### Exercise task A
Copy out, in full, every line in the records below that contains the word "vertices".

### Document excerpt

There’s A LOT of information here, and you can go to ?search_tweets to see the full run down of what these columns contain. But you should be able to see some potentially useful info here. For example we can look at who tweeted (screen_name), the date and time of the tweet, and the location they supplied, if any.

cheugy_tweets %>% 
  select(screen_name, created_at, location) 

So there’s lots we could do. We can see the text of the tweets in the text column.

cheugy_tweets %>% 
  select(text) 

We can see who is using this word and when.

cheugy_tweets %>% 
  select(screen_name, created_at) 

It’s worth noting that the query syntax is a bit different from other packages. From the ?search_tweets help file:

Spaces behave like boolean “AND” operator. To search for tweets containing at least one of multiple possible terms, separate each search term with spaces and “OR” (in caps). For example, the search q = “data science” looks for tweets containing both “data” and “science” located anywhere in the tweets and in any order. When “OR” is entered between search terms, query = “data OR science,” Twitter’s REST API should return any tweet that contains either “data” or “science.” It is also possible to search for exact phrases using double quotes. To do this, either wrap single quotes around a search query using double quotes, e.g., q = ‘“data science”’ or escape each internal double quote with a single backslash, e.g., q = “"data science".”

So just a warning to be careful with your searches. For example, if we wanted to look for cheugy or cheug (as in “I’m a ‘cheug’ and proud of it”) we’d need to specify the query like so.

cheugy_tweets <- rtweet::search_tweets(
  q = "cheugy OR cheug lang:en", # the terms to search for 
  n = 200, # the number of tweets to collect
  include_rts = FALSE # don't include retweets
)

### Provided records
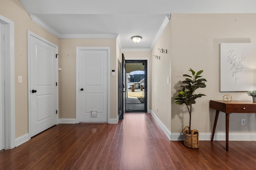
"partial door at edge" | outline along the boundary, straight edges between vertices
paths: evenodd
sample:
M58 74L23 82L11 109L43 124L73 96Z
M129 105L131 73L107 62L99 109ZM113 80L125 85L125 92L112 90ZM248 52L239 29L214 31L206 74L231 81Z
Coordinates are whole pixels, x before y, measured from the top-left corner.
M4 52L4 24L0 23L0 150L5 148Z
M106 122L108 51L79 51L80 121Z
M30 35L31 137L57 123L56 47Z

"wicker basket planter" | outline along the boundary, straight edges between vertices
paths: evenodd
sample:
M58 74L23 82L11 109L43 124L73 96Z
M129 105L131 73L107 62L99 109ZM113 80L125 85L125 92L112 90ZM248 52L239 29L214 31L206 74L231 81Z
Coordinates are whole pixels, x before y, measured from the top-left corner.
M196 129L194 129L189 134L188 129L186 129L188 126L186 126L183 129L183 137L184 145L187 147L193 149L199 147L199 132Z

### Exercise task B
Return the passage of the tweet-search tutorial above from "There’s A LOT" up to and including "select(screen_name, created_at)".

### Problem solution A
"partial door at edge" | outline along the boundary, straight edges between vertices
"wicker basket planter" | outline along the boundary, straight edges between vertices

### Problem solution B
There’s A LOT of information here, and you can go to ?search_tweets to see the full run down of what these columns contain. But you should be able to see some potentially useful info here. For example we can look at who tweeted (screen_name), the date and time of the tweet, and the location they supplied, if any.

cheugy_tweets %>% 
  select(screen_name, created_at, location) 

So there’s lots we could do. We can see the text of the tweets in the text column.

cheugy_tweets %>% 
  select(text) 

We can see who is using this word and when.

cheugy_tweets %>% 
  select(screen_name, created_at)